▶ Extract to read
Bank of London and South America
- Native name: Banco de Londres y América del Sur
- Type: Subsidiary undertaking
- Industry: Banking and financial services
- Predecessor: London and River Plate Bank London and Brazilian Bank
- Founded: 1923; 103 years ago
- Defunct: 1971; 55 years ago
- Successor: Lloyds and Bolsa International Bank
- Headquarters: Buenos Aires, Argentina
- Parent: Lloyds Bank Limited

= Bank of London and South America =

British bank in South America

The Bank of London and South America Limited (BOLSA; Banco de Londres y América del Sur, also known simply as Banco de Londres) was a British bank, which operated in South America between 1923 and 1971.

== Origins ==
The bank's predecessor was incorporated in England on 27 September 1862 as the London, Buenos Ayres and River Plate Bank (Banco de Londres, Buenos Ayres y Río de la Plata), originally to operate in Buenos Aires. The bank soon opened branches elsewhere in Argentina, and it changed its name in 1865 to the London and River Plate Bank (Banco de Londres y Río de la Plata).

The bank expanded over the years to have operations in Uruguay, Brazil and Chile. In 1918, it was acquired by Lloyds Bank Limited.

In 1923, Lloyds Bank brought about a merger with the separately owned London and Brazilian Bank, to prevent the two banks being in direct competition with each other. The merged bank was renamed as the Bank of London and South America (BOLSA). Lloyds retained a major interest in BOLSA throughout its subsequent history.

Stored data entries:
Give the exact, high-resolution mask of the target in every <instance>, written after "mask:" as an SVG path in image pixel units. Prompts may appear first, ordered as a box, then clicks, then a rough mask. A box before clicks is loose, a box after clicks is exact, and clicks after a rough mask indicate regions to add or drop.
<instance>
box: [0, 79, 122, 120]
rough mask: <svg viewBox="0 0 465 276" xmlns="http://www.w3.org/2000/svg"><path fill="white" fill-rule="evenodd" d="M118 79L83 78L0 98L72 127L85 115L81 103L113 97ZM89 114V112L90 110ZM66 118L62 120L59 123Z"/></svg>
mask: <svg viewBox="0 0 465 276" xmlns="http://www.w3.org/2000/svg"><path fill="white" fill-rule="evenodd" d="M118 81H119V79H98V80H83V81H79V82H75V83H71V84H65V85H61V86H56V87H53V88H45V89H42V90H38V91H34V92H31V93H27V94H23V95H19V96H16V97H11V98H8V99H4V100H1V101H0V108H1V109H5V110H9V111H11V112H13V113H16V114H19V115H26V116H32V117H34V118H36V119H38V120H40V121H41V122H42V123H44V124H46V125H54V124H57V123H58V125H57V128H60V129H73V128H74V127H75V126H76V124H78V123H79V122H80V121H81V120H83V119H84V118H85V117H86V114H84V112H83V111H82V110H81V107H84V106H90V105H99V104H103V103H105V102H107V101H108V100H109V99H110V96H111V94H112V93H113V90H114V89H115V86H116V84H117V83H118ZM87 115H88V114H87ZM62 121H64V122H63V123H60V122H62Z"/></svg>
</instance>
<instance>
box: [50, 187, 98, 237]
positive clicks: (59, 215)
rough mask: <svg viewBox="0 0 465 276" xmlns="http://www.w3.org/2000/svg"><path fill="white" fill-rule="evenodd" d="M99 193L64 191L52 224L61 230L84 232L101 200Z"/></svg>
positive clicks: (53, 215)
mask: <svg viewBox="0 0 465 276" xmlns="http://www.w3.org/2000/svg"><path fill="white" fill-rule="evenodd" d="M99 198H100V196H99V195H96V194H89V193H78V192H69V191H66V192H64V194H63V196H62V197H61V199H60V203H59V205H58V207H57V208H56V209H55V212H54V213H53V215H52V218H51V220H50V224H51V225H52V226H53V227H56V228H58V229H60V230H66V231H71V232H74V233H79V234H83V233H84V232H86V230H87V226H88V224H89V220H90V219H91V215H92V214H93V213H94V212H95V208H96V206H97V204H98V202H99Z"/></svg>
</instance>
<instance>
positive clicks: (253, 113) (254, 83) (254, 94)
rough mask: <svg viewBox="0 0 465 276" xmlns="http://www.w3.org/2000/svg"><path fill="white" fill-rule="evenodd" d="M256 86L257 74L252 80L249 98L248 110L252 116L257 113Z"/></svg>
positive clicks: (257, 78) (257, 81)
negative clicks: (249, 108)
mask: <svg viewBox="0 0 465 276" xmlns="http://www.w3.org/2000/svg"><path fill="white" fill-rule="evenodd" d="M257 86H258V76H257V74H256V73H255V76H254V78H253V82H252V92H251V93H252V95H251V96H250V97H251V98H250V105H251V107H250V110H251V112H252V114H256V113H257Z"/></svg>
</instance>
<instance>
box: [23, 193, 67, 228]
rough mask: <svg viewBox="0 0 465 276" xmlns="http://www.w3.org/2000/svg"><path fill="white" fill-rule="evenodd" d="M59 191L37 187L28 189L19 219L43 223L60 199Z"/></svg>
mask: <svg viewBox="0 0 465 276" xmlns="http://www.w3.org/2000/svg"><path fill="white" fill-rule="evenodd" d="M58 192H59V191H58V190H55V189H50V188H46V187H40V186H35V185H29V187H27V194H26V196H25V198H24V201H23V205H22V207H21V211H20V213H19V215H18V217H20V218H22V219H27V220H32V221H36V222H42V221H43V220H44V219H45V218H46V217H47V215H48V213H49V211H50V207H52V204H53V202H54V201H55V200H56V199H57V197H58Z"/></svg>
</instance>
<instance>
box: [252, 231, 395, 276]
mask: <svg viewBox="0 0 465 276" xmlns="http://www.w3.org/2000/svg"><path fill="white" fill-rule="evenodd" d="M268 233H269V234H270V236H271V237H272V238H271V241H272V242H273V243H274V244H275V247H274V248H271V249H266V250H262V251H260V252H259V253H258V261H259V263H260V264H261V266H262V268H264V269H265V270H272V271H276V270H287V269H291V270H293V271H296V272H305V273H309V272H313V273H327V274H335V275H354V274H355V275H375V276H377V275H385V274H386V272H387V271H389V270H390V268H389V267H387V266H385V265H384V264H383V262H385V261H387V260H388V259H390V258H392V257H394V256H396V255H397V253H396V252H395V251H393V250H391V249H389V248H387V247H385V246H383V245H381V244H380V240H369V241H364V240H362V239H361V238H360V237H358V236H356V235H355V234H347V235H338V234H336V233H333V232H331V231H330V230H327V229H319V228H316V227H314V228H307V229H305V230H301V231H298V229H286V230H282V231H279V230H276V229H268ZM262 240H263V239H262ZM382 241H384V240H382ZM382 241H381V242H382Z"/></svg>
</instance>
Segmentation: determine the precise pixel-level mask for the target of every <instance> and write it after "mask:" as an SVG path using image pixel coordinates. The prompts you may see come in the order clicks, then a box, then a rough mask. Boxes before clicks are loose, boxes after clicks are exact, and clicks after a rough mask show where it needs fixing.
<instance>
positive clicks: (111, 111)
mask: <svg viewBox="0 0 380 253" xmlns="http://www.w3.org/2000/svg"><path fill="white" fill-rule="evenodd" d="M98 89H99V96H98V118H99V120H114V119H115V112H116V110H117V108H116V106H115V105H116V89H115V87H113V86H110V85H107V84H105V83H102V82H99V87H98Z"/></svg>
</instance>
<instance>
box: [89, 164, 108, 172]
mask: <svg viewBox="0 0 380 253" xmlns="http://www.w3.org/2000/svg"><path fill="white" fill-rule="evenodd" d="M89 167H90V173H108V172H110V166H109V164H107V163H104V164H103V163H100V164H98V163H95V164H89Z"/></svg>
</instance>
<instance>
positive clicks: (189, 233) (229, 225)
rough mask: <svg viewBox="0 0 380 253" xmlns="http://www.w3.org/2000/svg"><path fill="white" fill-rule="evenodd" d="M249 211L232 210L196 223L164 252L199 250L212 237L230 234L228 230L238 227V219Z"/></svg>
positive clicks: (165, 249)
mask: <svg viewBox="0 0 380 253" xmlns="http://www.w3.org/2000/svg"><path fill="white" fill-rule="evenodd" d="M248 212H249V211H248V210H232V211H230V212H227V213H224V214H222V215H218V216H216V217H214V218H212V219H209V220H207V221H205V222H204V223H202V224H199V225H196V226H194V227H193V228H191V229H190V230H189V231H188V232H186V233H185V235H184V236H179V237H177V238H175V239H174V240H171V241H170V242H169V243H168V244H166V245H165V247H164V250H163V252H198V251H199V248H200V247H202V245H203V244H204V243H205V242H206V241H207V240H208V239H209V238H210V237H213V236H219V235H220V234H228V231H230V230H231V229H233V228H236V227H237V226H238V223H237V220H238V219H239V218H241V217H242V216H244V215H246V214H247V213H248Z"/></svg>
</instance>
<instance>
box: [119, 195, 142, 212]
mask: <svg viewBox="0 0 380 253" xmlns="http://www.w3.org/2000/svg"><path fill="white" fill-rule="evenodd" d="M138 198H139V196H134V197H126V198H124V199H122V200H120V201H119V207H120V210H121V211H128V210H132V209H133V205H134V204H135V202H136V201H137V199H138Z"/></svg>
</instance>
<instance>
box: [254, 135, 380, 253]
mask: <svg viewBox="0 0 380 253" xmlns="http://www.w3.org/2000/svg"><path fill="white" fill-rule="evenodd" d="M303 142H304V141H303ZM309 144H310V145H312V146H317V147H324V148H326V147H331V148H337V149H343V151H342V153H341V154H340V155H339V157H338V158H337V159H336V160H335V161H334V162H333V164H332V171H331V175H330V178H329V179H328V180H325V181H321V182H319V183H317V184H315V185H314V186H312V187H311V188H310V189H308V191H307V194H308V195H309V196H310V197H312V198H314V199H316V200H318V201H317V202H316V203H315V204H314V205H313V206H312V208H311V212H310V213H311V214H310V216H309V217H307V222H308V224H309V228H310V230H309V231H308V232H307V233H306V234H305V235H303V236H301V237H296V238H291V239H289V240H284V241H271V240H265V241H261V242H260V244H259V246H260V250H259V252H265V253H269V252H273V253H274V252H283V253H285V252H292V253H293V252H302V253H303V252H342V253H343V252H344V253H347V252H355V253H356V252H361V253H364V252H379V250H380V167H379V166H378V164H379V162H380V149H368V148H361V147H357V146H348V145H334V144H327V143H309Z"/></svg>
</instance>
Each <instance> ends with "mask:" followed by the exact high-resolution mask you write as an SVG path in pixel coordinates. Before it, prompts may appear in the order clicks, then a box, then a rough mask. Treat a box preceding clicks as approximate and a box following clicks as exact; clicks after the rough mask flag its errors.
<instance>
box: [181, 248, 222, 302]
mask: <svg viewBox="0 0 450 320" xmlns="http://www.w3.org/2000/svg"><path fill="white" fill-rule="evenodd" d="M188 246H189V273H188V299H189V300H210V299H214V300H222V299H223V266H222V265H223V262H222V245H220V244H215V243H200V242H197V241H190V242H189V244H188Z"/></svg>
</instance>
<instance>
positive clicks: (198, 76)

▶ What is needed
Transcribe the full text about the Bank of London and South America word for word. The entries were taken from a different source than the text.

▶ Solution below
Bank of London and South America
- Native name: Banco de Londres y América del Sur
- Type: Subsidiary undertaking
- Industry: Banking and financial services
- Predecessor: London and River Plate Bank London and Brazilian Bank
- Founded: 1923; 103 years ago
- Defunct: 1971; 55 years ago
- Successor: Lloyds and Bolsa International Bank
- Headquarters: Buenos Aires, Argentina
- Parent: Lloyds Bank Limited

= Bank of London and South America =

British bank in South America

The Bank of London and South America Limited (BOLSA; Banco de Londres y América del Sur, also known simply as Banco de Londres) was a British bank, which operated in South America between 1923 and 1971.

== Origins ==
The bank's predecessor was incorporated in England on 27 September 1862 as the London, Buenos Ayres and River Plate Bank (Banco de Londres, Buenos Ayres y Río de la Plata), originally to operate in Buenos Aires. The bank soon opened branches elsewhere in Argentina, and it changed its name in 1865 to the London and River Plate Bank (Banco de Londres y Río de la Plata).

The bank expanded over the years to have operations in Uruguay, Brazil and Chile. In 1918, it was acquired by Lloyds Bank Limited.

In 1923, Lloyds Bank brought about a merger with the separately owned London and Brazilian Bank, to prevent the two banks being in direct competition with each other. The merged bank was renamed as the Bank of London and South America (BOLSA). Lloyds retained a major interest in BOLSA throughout its subsequent history.